**지시 사항**.
아래 목록의 모든 줄을 한 글자도 바꾸지 말고 옮겨 적으세요. 그림은 빼세요.

**제공된 목록**.

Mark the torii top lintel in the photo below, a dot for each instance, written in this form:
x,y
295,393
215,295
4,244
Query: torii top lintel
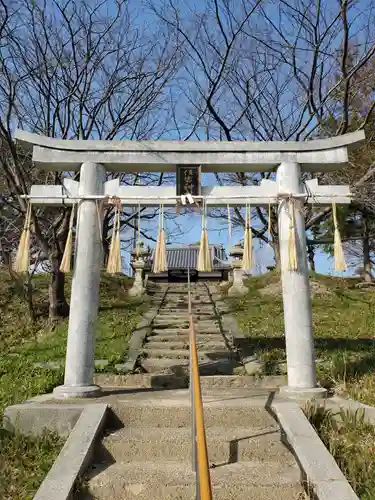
x,y
317,155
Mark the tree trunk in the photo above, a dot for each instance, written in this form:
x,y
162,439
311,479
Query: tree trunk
x,y
58,306
367,276
311,257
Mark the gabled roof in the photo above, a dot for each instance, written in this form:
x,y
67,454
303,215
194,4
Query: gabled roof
x,y
186,257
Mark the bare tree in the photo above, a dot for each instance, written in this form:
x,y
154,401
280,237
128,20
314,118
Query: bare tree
x,y
272,70
75,69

**과제 풀이**.
Mark the torii top lintel in the photo below, a dot for each instance, written in this form:
x,y
295,393
215,295
4,244
Query: torii top lintel
x,y
317,155
Mark the tree trunk in the photo above, a dot for each instance, written in this form:
x,y
162,439
311,479
Query: tree trunk
x,y
58,306
367,276
311,257
Mark the gabled roof in the photo above, a dot for each instance, written in this form:
x,y
67,454
303,215
194,4
Query: gabled roof
x,y
186,257
Mark the bare tree in the photo above, a dot for each instance, written in this form:
x,y
154,401
280,237
128,20
314,118
Query: bare tree
x,y
272,70
75,69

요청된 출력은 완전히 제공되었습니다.